=== Input data ===

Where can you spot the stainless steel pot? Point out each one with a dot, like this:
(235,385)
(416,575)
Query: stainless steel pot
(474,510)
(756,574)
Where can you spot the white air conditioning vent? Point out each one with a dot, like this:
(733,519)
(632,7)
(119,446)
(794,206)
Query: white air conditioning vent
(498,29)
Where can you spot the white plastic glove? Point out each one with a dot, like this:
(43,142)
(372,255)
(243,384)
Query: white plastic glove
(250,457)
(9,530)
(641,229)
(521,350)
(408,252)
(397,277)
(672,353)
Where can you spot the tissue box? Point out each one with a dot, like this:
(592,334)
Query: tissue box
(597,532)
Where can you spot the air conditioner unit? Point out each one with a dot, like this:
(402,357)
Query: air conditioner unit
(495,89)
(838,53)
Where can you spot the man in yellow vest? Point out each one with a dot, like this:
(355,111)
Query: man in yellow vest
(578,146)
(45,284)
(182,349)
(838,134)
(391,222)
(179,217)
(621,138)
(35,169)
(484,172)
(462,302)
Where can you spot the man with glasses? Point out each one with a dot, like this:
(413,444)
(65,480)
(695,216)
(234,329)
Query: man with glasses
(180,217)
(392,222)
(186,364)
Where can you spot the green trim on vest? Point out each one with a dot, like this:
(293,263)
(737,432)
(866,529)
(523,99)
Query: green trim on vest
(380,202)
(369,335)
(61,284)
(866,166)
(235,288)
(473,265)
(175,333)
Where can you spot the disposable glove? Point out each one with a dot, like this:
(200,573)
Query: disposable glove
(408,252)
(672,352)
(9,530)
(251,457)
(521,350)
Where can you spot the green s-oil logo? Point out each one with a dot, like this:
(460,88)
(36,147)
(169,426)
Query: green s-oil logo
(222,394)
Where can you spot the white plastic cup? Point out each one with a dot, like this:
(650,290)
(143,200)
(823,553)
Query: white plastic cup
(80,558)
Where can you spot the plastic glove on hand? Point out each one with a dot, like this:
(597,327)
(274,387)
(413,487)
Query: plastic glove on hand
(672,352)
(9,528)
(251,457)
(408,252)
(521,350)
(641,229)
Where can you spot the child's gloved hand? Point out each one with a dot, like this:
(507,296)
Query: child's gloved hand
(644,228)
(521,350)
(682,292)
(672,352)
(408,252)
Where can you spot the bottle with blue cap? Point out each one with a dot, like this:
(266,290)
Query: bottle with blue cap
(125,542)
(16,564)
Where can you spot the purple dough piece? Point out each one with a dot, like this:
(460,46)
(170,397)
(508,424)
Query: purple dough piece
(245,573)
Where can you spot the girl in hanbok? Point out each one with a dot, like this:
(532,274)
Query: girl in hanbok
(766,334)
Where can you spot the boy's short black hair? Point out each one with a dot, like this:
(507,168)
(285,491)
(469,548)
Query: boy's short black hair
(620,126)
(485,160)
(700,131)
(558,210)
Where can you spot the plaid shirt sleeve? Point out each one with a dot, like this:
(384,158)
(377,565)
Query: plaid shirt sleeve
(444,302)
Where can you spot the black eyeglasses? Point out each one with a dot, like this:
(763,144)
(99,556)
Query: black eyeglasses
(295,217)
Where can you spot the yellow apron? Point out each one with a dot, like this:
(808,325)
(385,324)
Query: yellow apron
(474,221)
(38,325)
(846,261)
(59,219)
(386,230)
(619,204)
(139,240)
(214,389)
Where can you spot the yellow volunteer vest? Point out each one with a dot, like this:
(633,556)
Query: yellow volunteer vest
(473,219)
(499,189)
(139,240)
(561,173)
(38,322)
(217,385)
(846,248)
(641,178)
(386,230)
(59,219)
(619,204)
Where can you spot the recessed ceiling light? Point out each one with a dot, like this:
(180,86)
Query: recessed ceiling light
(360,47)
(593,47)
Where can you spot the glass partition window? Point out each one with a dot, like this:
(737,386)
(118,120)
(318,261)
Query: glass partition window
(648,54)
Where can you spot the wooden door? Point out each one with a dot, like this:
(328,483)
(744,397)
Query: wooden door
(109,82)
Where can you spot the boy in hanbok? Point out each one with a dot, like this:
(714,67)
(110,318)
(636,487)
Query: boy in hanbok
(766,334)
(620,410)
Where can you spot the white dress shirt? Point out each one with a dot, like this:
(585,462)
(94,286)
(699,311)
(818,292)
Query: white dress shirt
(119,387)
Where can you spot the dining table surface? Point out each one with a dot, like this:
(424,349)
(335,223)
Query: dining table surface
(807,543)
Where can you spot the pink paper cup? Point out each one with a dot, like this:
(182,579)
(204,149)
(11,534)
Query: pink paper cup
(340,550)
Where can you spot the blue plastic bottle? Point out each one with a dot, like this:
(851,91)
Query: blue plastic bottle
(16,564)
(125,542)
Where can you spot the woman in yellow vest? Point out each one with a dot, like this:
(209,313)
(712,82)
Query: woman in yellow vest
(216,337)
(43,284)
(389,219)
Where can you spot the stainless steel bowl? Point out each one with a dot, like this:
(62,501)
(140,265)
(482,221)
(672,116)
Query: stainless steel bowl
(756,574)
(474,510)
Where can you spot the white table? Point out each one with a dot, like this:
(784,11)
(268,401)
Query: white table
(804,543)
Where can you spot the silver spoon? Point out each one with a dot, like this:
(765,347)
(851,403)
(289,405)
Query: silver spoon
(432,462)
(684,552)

=== The problem ===
Hand back the material above in full, exactly as written.

=== Exercise output ===
Where can you spot the stainless steel pot? Point out each one with a dot, like this:
(235,385)
(416,575)
Query: stainless steel pot
(474,510)
(756,574)
Where can you spot the white air conditioning vent? Point out each one with a dot, like this:
(733,519)
(632,7)
(119,446)
(794,206)
Query: white air conditioning vent
(498,29)
Where can you spot the white plastic glove? Point out each one with a dot, like this:
(43,142)
(372,255)
(243,384)
Query: white plastic glove
(250,457)
(9,530)
(641,229)
(521,350)
(408,252)
(397,277)
(672,353)
Where can you spot the tissue box? Point out each one with a dot, like this:
(592,334)
Query: tissue box
(597,532)
Where can you spot the air conditioner unit? Point out each one with a dot, like this:
(402,357)
Query: air conditioner unit
(495,89)
(838,53)
Where can you spot the man in yellow vest? Point out each one with a dot, like this:
(355,111)
Query: man in yellow vest
(578,146)
(45,284)
(182,349)
(838,134)
(391,222)
(179,217)
(621,138)
(35,169)
(484,172)
(462,302)
Where can you spot the man with glasses? Point out each one with a dot, like this:
(413,444)
(65,480)
(695,216)
(234,329)
Query: man with glasses
(180,217)
(392,222)
(186,364)
Where can you spot the green trim on vest? Point out each one with a dot, like this:
(293,263)
(737,432)
(866,529)
(523,99)
Query: green trim on vest
(380,202)
(369,335)
(61,284)
(866,166)
(235,288)
(473,265)
(175,333)
Where can you spot the disposable glove? Point out each one with a dot, like this:
(200,573)
Query: disposable glove
(408,252)
(672,352)
(9,530)
(251,457)
(521,350)
Where can you spot the green s-oil logo? Point out each one with a dot, like this:
(460,88)
(36,147)
(169,426)
Query: green s-oil logo
(222,394)
Where can you spot the white plastic cup? Point out each one with a dot, like this:
(650,290)
(143,200)
(823,553)
Query: white plastic cup
(80,558)
Where can you spot the plastic glove on hand? Point out each one with a dot, like this:
(597,327)
(274,387)
(413,487)
Query: plastic glove on hand
(672,352)
(9,528)
(251,457)
(408,252)
(521,350)
(641,229)
Where can you spot the child's gloved hand? Point out each one with a dot, like this:
(507,296)
Query: child's gloved hand
(644,228)
(521,350)
(682,292)
(672,352)
(408,252)
Where can you spot the bottle with blue cap? Point out each one with a dot, like this:
(266,290)
Query: bottle with blue cap
(125,542)
(16,564)
Where can you spot the purple dough piece? Point out each one with a dot, like this:
(460,46)
(170,397)
(508,424)
Query: purple dough piece
(245,573)
Where can you spot the girl in hanbok? Point out each one with a dot, like this:
(532,274)
Query: girl in hanbok
(766,334)
Where can you spot the boy's short black hair? Point out each one with a dot, like this:
(507,168)
(285,491)
(469,548)
Query: boy's short black hair
(620,126)
(485,160)
(700,131)
(558,210)
Where can you spot the plaid shirt sleeve? Point out each one with a dot, like this:
(384,158)
(377,565)
Query: plaid shirt sleeve
(444,302)
Where can you spot the black eyeglasses? Point out each one with a dot, like this:
(763,144)
(99,556)
Query: black eyeglasses
(295,217)
Where can you spot the yellow apron? Point out each one with a dot, like this:
(808,325)
(385,324)
Query: yellow apron
(474,221)
(38,325)
(846,261)
(59,219)
(386,230)
(619,204)
(139,240)
(214,389)
Where can you spot the yellow volunteer vest? Point out each one with a dot, like this:
(633,556)
Query: yellow volunteer vest
(473,219)
(499,189)
(139,240)
(561,173)
(38,322)
(217,385)
(846,248)
(641,178)
(386,230)
(59,219)
(619,204)
Where can you spot the recessed ceiling light? Point out each one with a dot, like this:
(180,86)
Query: recessed ceiling light
(360,47)
(593,47)
Where can you spot the glass partition window? Point out each one with a dot, like this:
(737,386)
(118,120)
(318,261)
Query: glass partition window
(648,54)
Where can you spot the wooden door? Point out each one with a dot, like this:
(328,483)
(744,397)
Query: wooden door
(109,82)
Where can you spot the boy in hanbok? Point out each one with a dot, like this:
(714,67)
(110,318)
(636,487)
Query: boy in hanbok
(766,334)
(620,410)
Where can you spot the white dress shirt? Point out each one with a dot, like this:
(585,462)
(94,286)
(699,311)
(818,292)
Query: white dress shirt
(119,387)
Where can you spot the dining table surface? Point out each one with a dot, like this:
(424,349)
(335,223)
Query: dining table surface
(807,543)
Where can you spot the pink paper cup? Point out each one with a dot, like this:
(182,579)
(204,149)
(11,534)
Query: pink paper cup
(340,550)
Where can you spot the blue plastic bottle? Point out each one with a dot, like this:
(851,91)
Query: blue plastic bottle
(16,564)
(125,542)
Where can you spot the woman in yellow vest? Point out each one with a dot, like this:
(209,313)
(712,82)
Query: woman in yellow vest
(216,337)
(43,284)
(389,219)
Where can you spot the stainless steel bowl? Point out each one with a dot, like this:
(62,501)
(140,265)
(482,221)
(672,116)
Query: stainless steel bowl
(756,574)
(474,510)
Where can you spot the white table? Point out each one with a dot, like this:
(784,11)
(268,401)
Query: white table
(804,543)
Where can you spot the silver spoon? Point out each one with a dot, like this:
(765,347)
(851,403)
(289,405)
Query: silver spoon
(432,462)
(684,552)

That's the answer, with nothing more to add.